- **SET TASK**
Count the lines in the data below that contain the word "plate". Reply with the number only.

Pointing records:
* Begin *
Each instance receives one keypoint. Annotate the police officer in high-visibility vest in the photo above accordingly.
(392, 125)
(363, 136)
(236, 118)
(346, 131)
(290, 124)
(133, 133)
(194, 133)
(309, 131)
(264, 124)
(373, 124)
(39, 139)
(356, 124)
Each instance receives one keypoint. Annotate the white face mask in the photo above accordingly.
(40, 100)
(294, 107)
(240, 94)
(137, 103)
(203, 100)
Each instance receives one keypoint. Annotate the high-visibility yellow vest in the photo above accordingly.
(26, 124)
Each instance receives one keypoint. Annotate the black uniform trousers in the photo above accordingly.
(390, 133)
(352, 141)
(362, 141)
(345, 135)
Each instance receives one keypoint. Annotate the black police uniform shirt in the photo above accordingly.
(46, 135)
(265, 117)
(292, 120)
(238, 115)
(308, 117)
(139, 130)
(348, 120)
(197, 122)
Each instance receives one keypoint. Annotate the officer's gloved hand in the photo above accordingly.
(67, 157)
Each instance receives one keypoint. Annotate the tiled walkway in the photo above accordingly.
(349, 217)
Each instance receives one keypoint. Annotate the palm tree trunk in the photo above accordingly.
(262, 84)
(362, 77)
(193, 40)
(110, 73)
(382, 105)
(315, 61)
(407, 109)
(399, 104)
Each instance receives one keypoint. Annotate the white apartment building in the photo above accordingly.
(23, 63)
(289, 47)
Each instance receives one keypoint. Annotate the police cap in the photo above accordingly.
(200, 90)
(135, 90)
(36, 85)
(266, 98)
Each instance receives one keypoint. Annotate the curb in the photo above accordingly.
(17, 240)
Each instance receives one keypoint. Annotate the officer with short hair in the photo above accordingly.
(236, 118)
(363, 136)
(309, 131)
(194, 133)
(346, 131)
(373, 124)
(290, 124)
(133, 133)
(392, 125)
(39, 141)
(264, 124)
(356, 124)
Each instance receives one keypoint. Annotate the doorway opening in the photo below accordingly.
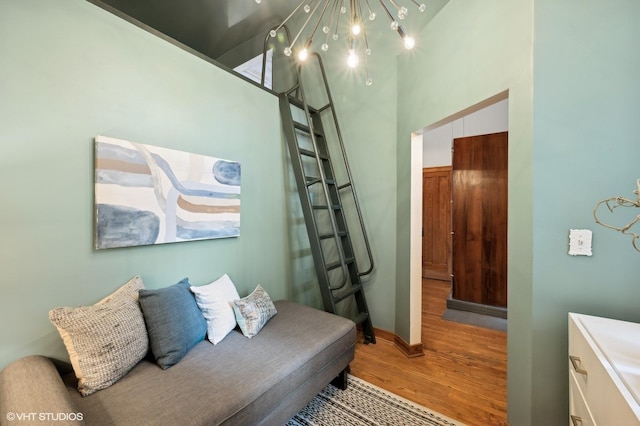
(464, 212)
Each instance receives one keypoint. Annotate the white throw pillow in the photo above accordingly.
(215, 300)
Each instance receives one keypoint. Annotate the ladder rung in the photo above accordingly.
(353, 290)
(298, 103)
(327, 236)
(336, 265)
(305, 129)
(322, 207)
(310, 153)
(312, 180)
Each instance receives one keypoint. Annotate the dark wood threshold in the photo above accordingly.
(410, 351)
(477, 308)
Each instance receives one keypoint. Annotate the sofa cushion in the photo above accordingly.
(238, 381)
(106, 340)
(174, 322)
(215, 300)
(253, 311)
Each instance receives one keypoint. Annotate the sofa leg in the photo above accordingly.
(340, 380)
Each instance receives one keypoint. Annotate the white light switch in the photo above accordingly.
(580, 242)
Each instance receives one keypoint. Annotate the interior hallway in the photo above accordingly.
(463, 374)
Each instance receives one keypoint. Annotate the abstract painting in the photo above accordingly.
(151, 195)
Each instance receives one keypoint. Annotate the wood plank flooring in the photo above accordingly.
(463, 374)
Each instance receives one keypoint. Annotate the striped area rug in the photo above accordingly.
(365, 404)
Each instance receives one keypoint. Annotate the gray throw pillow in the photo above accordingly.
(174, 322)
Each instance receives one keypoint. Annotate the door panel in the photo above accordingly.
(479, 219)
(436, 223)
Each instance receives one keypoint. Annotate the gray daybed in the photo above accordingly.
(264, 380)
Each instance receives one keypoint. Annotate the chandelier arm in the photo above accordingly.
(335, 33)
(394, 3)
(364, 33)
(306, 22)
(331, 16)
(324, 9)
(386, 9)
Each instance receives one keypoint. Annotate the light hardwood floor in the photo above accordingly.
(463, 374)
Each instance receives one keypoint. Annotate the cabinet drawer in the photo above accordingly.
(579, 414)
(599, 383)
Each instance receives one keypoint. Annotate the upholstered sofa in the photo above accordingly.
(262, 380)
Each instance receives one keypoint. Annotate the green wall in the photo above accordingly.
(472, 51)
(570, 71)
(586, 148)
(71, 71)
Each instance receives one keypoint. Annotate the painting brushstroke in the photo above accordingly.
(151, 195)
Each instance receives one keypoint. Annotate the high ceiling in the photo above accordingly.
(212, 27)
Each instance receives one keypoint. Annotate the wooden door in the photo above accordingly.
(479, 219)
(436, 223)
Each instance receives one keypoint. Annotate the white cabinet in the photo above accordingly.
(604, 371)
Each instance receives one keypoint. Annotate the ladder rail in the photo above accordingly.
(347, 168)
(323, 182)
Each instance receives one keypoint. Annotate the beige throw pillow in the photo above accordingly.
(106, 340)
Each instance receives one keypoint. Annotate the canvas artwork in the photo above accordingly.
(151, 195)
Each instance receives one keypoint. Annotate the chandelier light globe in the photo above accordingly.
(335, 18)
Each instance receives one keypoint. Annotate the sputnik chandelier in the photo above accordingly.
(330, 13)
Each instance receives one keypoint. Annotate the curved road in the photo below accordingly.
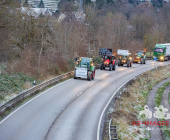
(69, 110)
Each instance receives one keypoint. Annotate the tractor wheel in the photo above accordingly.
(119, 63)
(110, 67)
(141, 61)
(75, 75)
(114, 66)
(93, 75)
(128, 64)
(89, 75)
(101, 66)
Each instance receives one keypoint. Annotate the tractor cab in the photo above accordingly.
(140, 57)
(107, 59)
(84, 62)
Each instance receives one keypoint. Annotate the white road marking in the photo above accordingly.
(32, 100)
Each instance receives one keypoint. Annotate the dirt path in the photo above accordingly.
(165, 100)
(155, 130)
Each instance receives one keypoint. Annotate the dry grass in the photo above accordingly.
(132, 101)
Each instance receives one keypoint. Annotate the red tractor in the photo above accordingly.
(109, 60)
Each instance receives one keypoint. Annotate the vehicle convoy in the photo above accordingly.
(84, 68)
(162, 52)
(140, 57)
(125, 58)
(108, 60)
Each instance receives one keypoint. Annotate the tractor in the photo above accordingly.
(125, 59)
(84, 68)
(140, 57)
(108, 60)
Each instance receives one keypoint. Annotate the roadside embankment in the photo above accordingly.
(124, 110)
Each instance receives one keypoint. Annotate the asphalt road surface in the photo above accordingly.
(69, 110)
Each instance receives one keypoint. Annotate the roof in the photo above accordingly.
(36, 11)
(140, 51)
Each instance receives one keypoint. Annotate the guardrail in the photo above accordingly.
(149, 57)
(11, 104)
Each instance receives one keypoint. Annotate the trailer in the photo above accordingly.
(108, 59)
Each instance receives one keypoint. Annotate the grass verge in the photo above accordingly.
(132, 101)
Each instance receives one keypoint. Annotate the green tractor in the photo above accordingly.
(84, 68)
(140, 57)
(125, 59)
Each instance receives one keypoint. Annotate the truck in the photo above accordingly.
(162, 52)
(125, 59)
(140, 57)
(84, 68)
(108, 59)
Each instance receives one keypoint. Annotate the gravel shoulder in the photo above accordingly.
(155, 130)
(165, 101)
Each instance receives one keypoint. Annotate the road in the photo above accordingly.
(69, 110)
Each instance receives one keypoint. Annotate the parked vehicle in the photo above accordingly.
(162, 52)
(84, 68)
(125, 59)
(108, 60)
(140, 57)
* End *
* Begin *
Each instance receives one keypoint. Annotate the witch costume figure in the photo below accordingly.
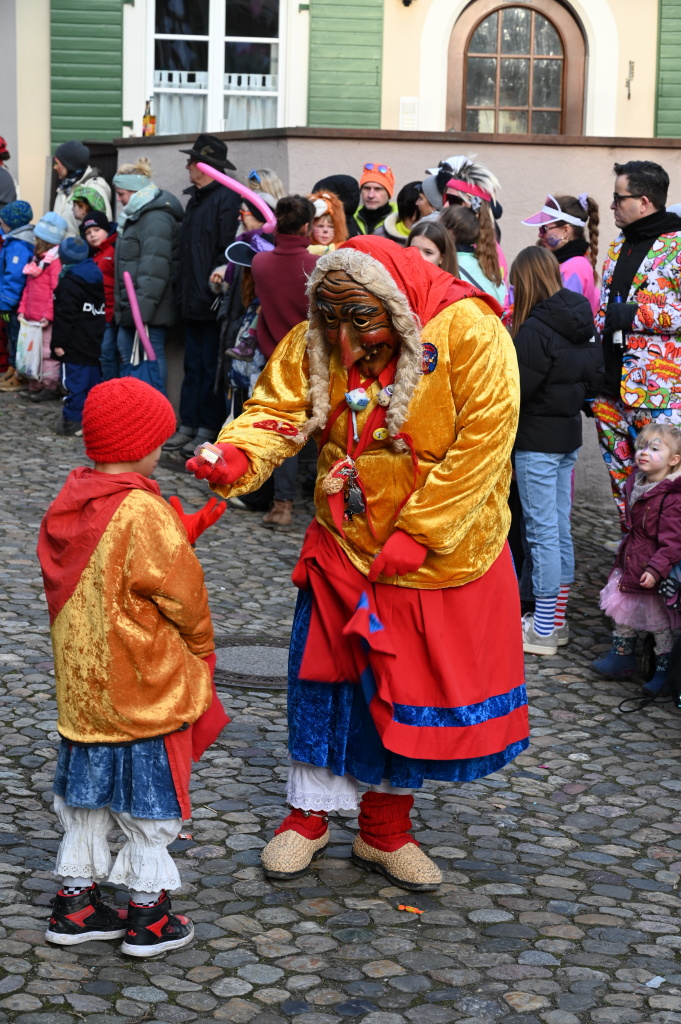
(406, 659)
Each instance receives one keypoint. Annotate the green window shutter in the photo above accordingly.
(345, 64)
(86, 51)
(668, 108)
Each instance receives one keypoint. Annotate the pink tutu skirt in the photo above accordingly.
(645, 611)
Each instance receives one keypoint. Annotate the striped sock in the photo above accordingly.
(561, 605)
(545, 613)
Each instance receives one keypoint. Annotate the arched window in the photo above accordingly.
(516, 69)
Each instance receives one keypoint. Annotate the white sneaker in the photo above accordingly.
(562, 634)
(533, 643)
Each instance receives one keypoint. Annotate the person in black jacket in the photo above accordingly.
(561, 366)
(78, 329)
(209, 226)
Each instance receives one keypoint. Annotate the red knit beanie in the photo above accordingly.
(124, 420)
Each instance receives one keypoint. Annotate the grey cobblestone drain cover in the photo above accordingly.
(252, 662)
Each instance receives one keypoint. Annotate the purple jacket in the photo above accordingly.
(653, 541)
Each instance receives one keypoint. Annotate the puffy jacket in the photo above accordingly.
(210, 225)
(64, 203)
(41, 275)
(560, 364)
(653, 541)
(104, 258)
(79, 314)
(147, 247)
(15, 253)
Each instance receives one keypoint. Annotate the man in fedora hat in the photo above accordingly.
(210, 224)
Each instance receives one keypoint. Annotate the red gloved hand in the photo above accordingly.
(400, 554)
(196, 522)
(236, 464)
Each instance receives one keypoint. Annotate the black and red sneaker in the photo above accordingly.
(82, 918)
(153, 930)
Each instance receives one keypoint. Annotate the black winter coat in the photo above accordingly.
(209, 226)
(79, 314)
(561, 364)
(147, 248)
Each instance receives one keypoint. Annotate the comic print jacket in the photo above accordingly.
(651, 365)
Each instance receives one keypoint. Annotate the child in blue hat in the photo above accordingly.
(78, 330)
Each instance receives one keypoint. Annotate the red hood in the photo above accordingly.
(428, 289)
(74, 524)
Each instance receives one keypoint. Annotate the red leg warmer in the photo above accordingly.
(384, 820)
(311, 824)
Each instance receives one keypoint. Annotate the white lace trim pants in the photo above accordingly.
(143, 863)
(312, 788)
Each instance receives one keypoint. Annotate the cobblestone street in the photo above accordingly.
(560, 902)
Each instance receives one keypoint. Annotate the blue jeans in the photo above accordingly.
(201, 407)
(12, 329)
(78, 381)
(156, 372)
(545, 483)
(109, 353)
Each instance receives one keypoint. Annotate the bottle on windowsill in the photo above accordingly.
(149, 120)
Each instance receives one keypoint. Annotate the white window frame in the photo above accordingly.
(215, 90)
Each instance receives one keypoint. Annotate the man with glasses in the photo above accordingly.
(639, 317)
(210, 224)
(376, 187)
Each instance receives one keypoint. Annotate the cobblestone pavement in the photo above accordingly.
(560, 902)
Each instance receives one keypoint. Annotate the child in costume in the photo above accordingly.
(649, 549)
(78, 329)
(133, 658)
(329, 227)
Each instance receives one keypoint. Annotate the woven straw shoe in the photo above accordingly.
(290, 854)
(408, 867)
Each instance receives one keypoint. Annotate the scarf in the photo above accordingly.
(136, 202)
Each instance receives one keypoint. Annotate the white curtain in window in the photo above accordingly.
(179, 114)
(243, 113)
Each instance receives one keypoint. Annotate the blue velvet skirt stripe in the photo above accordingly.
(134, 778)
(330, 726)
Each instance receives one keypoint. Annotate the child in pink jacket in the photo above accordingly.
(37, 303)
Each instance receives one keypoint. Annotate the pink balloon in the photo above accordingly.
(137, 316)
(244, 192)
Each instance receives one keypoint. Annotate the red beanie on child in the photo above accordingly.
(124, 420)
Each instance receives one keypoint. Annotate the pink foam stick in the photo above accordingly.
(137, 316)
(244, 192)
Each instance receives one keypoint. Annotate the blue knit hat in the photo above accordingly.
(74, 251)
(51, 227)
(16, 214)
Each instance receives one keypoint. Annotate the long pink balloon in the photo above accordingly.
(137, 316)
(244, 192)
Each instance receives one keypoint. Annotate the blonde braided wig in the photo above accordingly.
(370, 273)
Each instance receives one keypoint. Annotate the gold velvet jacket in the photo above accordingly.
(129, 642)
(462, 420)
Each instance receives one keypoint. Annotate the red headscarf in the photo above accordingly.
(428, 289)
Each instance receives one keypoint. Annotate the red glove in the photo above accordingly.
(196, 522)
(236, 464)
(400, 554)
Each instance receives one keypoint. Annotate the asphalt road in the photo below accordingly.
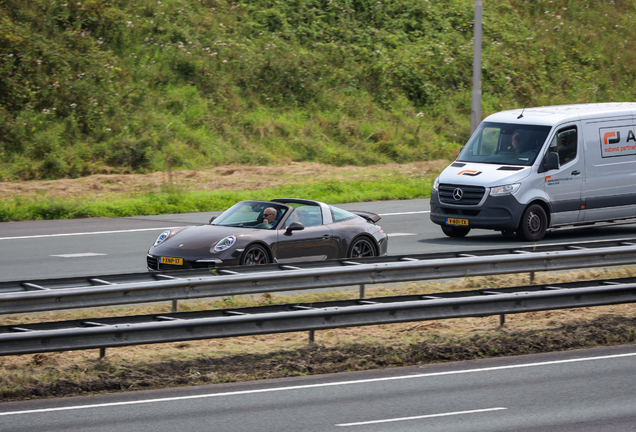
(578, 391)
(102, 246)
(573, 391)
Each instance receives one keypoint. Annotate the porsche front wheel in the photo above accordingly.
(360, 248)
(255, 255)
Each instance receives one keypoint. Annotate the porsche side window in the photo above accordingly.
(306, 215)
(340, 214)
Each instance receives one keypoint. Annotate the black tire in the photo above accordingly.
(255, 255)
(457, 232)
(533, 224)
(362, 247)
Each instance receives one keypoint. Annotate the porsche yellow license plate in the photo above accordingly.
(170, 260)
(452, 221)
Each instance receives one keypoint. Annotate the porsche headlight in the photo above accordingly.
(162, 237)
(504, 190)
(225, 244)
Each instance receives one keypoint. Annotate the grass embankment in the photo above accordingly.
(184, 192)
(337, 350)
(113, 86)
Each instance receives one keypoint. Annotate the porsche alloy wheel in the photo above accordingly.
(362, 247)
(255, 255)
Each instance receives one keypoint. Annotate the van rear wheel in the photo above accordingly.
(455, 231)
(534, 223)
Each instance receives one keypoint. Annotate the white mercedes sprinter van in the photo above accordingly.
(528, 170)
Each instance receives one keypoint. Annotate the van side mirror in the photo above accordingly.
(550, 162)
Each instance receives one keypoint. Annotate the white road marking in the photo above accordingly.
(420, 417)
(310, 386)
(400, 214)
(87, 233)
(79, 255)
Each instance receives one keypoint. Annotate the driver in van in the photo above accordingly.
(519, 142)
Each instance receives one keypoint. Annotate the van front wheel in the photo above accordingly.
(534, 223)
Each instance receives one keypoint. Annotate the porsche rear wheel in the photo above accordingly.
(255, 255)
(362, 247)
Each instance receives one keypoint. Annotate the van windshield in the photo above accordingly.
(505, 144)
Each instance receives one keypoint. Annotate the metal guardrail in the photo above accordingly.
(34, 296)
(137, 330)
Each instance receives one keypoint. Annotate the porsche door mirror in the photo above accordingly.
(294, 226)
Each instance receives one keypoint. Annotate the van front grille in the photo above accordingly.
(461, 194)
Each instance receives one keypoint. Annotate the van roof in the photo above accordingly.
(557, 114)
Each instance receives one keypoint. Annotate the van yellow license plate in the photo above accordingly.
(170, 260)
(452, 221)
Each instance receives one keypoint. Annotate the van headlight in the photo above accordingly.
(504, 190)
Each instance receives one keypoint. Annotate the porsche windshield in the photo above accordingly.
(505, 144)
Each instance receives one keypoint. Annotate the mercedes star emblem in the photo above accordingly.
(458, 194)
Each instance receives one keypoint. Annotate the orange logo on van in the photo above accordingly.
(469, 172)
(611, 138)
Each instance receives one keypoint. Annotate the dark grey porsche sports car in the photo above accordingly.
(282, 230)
* End *
* Begin *
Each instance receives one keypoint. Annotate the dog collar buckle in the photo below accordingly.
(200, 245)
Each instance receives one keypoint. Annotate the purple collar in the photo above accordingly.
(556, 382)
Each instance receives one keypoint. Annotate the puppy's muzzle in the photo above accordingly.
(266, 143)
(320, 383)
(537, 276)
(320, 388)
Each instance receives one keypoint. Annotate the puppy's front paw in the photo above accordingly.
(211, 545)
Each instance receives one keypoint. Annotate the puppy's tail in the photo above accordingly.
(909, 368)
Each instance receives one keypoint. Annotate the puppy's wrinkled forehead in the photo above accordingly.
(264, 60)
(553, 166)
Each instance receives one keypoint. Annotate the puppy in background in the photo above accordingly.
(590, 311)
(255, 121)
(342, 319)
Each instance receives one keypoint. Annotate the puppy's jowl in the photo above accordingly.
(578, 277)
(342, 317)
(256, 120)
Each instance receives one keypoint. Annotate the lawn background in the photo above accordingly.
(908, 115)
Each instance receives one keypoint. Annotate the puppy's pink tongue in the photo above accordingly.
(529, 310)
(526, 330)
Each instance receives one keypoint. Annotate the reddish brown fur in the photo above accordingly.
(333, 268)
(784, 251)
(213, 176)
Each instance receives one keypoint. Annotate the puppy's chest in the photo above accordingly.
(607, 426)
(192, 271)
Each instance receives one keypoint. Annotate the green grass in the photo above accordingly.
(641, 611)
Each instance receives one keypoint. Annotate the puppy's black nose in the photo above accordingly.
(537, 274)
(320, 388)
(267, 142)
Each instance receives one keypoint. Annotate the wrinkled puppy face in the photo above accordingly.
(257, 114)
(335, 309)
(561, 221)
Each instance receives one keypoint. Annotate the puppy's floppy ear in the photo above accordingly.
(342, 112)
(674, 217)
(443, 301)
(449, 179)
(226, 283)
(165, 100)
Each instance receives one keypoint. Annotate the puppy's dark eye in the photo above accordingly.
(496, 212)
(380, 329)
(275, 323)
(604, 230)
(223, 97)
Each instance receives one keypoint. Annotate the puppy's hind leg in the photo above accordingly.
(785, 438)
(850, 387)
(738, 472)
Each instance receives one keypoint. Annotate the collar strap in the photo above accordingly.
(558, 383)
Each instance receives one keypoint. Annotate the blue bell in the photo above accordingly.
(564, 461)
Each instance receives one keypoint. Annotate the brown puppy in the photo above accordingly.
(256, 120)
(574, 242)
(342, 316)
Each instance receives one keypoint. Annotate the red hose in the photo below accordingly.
* End *
- **ANSWER TO THE EXERCISE**
2